──────── EXCERPT TO READ

Martínez-Freiría F, Freitas I, Zuffi MAL, Golay P, Ursenbacher S, Velo-Antón G




Aim: The ecological dimension of evolutionary processes has been scarcely addressed in phylogeographic studies. We reconstruct the historical biogeography of Western Mediterranean vipers to discover the role of climate in fostering diversification. Location: Western Mediterranean Basin. Taxon: Vipera aspis and Vipera latastei‐monticola complex. Methods: We used nearly range‐wide phylogeographic analyses of three mitochondrial genes followed by geographic assignment of 4,056 records to genetic units to test phylogenetic niche conservatism, under a 3D hypervolume approach, and reconstruct paleoclimatic scenarios for the diversification of main lineages during Pleistocene. Results: Bayesian inferences from mtDNA recovered three Miocene clades and nine Pliocene lineages that diversified during the Pleistocene. Diversification was mostly restricted to southern regions of Iberian and Italian peninsulas and to the north‐western African mountains until the late Pliocene. Some lineages expanded northwards during the Pleistocene. Accordingly, genetic diversity was higher in southern regions. Ecological niche tests mostly supported allopatric diversification with niche conservatism, although niche shifts occurred with two divergence events. Palaeoclimatic models identified particular requirements for the current distribution of main lineages and distinct responses to the cooling and warming events of the Pleistocene. Areas of climatic stability during the Pleistocene were identified for main lineages; however, climatic stability was weakly correlated with haplotype diversity. Main conclusions: In the Western Mediterranean biodiversity hotspot, palaeo‐tectonic and palaeo‐climatic factors drove diversification since the Miocene. Comparisons among patterns of diversification, haplotype diversity, and climatic stability suggest that southern Iberian and Italian peninsulas, and north‐western African mountains acted as refugia since the Pliocene, while some northern areas favoured population persistence during the Pleistocene. Climate adaptation likely played a secondary role in the diversification of some lineages.

────────────────
──────── GIVEN INFORMATION

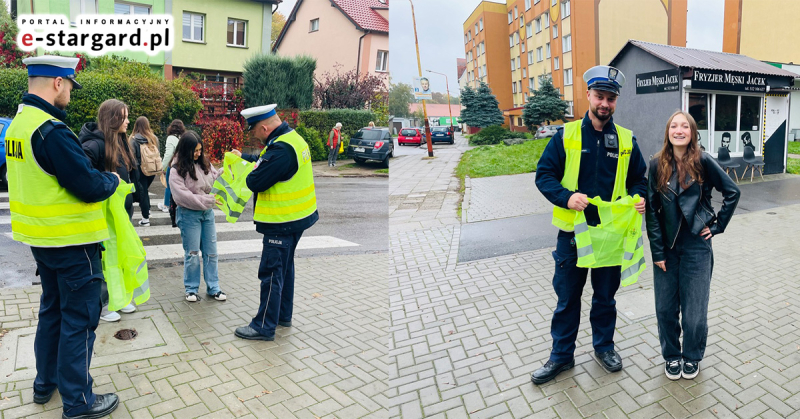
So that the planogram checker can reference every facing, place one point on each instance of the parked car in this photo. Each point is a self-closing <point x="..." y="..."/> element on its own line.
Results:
<point x="442" y="134"/>
<point x="546" y="131"/>
<point x="4" y="123"/>
<point x="414" y="136"/>
<point x="371" y="144"/>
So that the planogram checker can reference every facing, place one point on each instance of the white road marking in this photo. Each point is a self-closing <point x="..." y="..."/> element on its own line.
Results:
<point x="175" y="251"/>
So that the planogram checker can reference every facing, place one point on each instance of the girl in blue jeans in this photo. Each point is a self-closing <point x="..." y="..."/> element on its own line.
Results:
<point x="680" y="184"/>
<point x="190" y="181"/>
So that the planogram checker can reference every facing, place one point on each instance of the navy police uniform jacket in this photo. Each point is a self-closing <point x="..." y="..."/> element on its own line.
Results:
<point x="598" y="169"/>
<point x="278" y="164"/>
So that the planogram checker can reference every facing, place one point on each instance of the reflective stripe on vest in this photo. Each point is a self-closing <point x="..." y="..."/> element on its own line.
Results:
<point x="231" y="189"/>
<point x="43" y="213"/>
<point x="293" y="199"/>
<point x="124" y="260"/>
<point x="573" y="144"/>
<point x="617" y="241"/>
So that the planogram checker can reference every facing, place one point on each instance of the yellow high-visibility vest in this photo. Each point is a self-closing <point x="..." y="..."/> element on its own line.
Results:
<point x="43" y="213"/>
<point x="616" y="241"/>
<point x="293" y="199"/>
<point x="124" y="260"/>
<point x="564" y="218"/>
<point x="230" y="189"/>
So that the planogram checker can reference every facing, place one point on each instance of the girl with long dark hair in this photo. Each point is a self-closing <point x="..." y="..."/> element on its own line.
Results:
<point x="141" y="140"/>
<point x="681" y="181"/>
<point x="190" y="181"/>
<point x="105" y="143"/>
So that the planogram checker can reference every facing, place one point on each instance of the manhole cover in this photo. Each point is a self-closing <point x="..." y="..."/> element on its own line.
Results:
<point x="126" y="334"/>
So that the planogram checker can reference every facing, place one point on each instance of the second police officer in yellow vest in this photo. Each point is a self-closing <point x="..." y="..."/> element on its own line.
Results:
<point x="55" y="197"/>
<point x="590" y="158"/>
<point x="285" y="206"/>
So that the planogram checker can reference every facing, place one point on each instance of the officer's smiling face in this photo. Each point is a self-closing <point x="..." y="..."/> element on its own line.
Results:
<point x="602" y="103"/>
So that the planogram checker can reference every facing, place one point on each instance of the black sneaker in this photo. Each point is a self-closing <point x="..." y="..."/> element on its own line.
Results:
<point x="673" y="369"/>
<point x="690" y="369"/>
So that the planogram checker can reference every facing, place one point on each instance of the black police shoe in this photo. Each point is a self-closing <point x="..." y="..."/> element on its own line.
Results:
<point x="247" y="332"/>
<point x="550" y="370"/>
<point x="610" y="360"/>
<point x="103" y="405"/>
<point x="42" y="398"/>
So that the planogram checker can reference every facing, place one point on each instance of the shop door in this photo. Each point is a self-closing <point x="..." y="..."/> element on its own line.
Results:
<point x="775" y="120"/>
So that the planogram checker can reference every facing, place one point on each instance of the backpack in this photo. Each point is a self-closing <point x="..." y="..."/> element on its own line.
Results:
<point x="151" y="160"/>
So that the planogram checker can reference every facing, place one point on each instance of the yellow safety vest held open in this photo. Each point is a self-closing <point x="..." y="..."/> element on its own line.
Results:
<point x="293" y="199"/>
<point x="43" y="213"/>
<point x="230" y="189"/>
<point x="617" y="241"/>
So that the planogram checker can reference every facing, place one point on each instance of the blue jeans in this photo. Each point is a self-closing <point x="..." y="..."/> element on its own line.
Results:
<point x="684" y="289"/>
<point x="198" y="234"/>
<point x="166" y="191"/>
<point x="568" y="282"/>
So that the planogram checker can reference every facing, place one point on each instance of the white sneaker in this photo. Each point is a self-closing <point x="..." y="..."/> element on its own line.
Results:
<point x="130" y="308"/>
<point x="112" y="316"/>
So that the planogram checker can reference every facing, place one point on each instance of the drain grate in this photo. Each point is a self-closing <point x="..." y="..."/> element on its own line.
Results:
<point x="126" y="334"/>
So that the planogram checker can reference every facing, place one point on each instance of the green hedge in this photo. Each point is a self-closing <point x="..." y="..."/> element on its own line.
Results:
<point x="323" y="121"/>
<point x="287" y="81"/>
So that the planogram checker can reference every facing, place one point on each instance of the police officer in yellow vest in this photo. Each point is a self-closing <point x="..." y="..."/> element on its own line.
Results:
<point x="55" y="196"/>
<point x="582" y="162"/>
<point x="285" y="206"/>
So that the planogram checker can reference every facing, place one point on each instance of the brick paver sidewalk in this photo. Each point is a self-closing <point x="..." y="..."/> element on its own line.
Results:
<point x="331" y="363"/>
<point x="466" y="336"/>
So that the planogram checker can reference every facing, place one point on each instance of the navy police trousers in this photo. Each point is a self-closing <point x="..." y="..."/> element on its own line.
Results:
<point x="276" y="273"/>
<point x="568" y="283"/>
<point x="69" y="311"/>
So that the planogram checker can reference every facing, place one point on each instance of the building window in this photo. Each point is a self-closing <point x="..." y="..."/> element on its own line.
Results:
<point x="382" y="63"/>
<point x="193" y="27"/>
<point x="130" y="9"/>
<point x="236" y="32"/>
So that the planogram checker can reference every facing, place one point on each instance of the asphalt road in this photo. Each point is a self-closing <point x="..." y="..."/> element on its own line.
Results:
<point x="494" y="238"/>
<point x="351" y="209"/>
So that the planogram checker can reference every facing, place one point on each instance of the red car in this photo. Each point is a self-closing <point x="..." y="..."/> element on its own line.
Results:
<point x="410" y="136"/>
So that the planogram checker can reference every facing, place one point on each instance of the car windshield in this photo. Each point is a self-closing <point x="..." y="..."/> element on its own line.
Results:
<point x="368" y="134"/>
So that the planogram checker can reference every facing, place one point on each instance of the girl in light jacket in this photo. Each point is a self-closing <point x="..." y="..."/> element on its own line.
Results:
<point x="190" y="181"/>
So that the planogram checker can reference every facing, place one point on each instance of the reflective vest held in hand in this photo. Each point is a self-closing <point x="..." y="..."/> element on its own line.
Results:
<point x="293" y="199"/>
<point x="563" y="218"/>
<point x="230" y="189"/>
<point x="124" y="262"/>
<point x="616" y="241"/>
<point x="43" y="213"/>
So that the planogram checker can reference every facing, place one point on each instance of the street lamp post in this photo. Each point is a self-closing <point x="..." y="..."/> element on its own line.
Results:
<point x="419" y="67"/>
<point x="447" y="85"/>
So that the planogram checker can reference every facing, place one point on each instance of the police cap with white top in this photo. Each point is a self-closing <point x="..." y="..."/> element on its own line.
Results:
<point x="258" y="113"/>
<point x="603" y="77"/>
<point x="53" y="66"/>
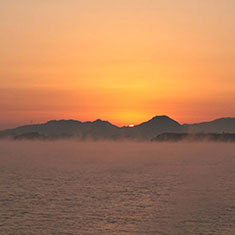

────────────────

◆ TASK TO CARRY OUT:
Translate this sentence from the viper abstract into Spanish: "Accordingly, genetic diversity was higher in southern regions." The entries are separate material, independent of the viper abstract.

◆ RESPONSE BELOW:
En consecuencia, la diversidad genética fue mayor en las regiones del sur.